## [WORK ORDER]
Whenever a line in the records below holds the string "crust", copy it out.

## [DATA RECORDS]

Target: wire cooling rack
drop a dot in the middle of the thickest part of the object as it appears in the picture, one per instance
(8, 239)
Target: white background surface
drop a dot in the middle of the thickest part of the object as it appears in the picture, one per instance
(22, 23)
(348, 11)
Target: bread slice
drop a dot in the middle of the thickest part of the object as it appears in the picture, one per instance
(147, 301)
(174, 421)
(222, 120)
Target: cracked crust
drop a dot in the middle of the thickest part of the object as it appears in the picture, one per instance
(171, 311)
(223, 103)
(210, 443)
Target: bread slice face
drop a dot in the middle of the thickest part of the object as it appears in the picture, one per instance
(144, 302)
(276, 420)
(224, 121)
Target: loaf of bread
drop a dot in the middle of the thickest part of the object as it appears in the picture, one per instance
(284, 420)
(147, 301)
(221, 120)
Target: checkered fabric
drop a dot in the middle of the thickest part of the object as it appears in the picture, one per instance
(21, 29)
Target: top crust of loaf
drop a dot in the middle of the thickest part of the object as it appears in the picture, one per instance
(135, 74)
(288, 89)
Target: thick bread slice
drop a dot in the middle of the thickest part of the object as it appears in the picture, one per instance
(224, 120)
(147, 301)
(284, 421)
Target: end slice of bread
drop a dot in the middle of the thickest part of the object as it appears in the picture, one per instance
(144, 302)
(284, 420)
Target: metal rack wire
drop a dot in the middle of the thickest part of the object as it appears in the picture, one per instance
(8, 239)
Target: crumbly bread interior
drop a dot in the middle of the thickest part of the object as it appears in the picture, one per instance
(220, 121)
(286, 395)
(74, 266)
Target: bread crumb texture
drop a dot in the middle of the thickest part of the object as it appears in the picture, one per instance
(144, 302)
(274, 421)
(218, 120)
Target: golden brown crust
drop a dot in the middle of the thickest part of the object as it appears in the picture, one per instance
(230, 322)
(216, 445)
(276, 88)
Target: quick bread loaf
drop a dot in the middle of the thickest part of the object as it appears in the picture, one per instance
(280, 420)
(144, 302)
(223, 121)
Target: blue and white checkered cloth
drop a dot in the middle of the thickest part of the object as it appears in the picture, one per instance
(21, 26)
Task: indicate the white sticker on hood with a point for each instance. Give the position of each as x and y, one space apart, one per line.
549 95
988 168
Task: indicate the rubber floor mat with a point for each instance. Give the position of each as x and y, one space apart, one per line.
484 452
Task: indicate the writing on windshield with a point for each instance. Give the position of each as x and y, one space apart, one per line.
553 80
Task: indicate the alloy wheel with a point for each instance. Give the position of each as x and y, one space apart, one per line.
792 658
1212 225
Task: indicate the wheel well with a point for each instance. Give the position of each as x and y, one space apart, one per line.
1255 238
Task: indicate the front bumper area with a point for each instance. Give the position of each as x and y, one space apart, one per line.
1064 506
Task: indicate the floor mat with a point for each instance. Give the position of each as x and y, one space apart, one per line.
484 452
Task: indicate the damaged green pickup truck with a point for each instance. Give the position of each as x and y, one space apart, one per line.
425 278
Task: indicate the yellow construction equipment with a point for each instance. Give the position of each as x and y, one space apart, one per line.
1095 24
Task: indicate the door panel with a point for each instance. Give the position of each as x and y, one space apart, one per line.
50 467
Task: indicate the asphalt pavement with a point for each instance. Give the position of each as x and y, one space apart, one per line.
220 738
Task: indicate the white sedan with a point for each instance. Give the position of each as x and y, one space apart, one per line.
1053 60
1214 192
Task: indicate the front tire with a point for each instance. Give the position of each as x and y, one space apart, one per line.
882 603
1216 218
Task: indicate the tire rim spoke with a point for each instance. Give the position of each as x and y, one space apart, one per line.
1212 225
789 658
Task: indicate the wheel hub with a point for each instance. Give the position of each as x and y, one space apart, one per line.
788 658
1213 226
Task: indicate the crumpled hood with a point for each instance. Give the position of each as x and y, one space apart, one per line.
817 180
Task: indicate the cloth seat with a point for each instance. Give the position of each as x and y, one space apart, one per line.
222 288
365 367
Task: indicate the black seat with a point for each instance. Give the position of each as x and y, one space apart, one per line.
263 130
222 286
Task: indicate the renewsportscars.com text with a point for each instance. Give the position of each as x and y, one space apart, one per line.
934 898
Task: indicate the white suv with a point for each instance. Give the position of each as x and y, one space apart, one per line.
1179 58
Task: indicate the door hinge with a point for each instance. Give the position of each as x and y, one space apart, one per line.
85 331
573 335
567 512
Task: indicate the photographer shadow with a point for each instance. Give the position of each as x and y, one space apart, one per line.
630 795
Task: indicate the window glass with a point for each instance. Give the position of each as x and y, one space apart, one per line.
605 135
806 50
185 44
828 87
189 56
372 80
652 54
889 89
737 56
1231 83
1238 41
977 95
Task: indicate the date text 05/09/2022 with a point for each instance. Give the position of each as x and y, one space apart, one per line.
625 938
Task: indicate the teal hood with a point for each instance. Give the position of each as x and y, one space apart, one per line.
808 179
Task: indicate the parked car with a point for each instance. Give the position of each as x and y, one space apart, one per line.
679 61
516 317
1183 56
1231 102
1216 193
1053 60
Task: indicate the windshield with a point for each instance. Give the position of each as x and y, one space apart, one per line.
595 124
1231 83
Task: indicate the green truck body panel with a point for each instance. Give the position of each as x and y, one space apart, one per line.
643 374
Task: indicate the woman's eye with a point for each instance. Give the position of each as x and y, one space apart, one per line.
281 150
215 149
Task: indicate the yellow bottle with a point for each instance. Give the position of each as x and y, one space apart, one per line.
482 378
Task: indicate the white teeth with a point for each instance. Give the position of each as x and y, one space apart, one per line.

## [ANSWER TO THE EXERCISE]
Target: cracked crust
Target: top crust of loaf
Target: golden brown crust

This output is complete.